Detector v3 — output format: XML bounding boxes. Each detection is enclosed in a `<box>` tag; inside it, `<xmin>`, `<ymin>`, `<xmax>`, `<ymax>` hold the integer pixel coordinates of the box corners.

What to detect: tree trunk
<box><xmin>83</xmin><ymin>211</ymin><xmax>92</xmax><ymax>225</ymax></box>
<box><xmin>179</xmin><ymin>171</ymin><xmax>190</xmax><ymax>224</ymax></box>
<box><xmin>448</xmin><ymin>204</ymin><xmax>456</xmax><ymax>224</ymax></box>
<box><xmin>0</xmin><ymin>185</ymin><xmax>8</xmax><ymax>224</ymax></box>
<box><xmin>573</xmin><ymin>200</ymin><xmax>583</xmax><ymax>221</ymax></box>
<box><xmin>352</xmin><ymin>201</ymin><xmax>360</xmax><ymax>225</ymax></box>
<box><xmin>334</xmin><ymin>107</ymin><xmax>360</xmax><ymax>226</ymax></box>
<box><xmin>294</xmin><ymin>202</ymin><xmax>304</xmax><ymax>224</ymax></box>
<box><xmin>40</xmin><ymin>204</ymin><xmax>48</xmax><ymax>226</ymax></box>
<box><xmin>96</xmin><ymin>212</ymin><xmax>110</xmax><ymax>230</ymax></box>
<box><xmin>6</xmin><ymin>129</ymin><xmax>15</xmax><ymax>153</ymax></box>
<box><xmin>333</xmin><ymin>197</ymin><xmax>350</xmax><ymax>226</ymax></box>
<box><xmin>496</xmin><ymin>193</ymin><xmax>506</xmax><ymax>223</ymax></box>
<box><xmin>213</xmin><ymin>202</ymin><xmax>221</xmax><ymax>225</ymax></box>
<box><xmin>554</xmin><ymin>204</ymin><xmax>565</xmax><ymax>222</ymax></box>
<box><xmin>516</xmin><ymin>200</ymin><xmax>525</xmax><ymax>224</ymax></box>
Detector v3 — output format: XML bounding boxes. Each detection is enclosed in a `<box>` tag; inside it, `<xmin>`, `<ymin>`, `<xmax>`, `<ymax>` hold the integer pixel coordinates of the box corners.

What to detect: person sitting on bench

§ SHORT EXERCISE: Revise the material above by replacing "Detector v3" with "Detector v4" everywhere it occurs, leaving everything else as it is.

§ TASK ANSWER:
Detector v4 — output format: XML bounding boxes. Each detection is enclosed in a `<box>` tag; inside it, `<xmin>`, `<ymin>`, `<xmax>`, `<ymax>` hold the integer pixel coordinates of the box corners.

What to detect: tree trunk
<box><xmin>83</xmin><ymin>211</ymin><xmax>92</xmax><ymax>225</ymax></box>
<box><xmin>179</xmin><ymin>171</ymin><xmax>190</xmax><ymax>224</ymax></box>
<box><xmin>448</xmin><ymin>204</ymin><xmax>456</xmax><ymax>224</ymax></box>
<box><xmin>0</xmin><ymin>185</ymin><xmax>8</xmax><ymax>224</ymax></box>
<box><xmin>573</xmin><ymin>200</ymin><xmax>583</xmax><ymax>221</ymax></box>
<box><xmin>352</xmin><ymin>201</ymin><xmax>360</xmax><ymax>225</ymax></box>
<box><xmin>334</xmin><ymin>107</ymin><xmax>360</xmax><ymax>226</ymax></box>
<box><xmin>294</xmin><ymin>202</ymin><xmax>304</xmax><ymax>224</ymax></box>
<box><xmin>40</xmin><ymin>204</ymin><xmax>48</xmax><ymax>226</ymax></box>
<box><xmin>96</xmin><ymin>212</ymin><xmax>110</xmax><ymax>230</ymax></box>
<box><xmin>6</xmin><ymin>129</ymin><xmax>15</xmax><ymax>153</ymax></box>
<box><xmin>333</xmin><ymin>197</ymin><xmax>350</xmax><ymax>226</ymax></box>
<box><xmin>496</xmin><ymin>193</ymin><xmax>506</xmax><ymax>223</ymax></box>
<box><xmin>213</xmin><ymin>202</ymin><xmax>221</xmax><ymax>225</ymax></box>
<box><xmin>554</xmin><ymin>204</ymin><xmax>565</xmax><ymax>222</ymax></box>
<box><xmin>516</xmin><ymin>200</ymin><xmax>525</xmax><ymax>224</ymax></box>
Detector v4 — output format: XML bounding boxes. Each detection is enclosed in a `<box>` tag; inside it, `<xmin>`, `<ymin>`, `<xmax>`, `<ymax>` hold the integer pixel coordinates of the box corners.

What to detect: person sitting on bench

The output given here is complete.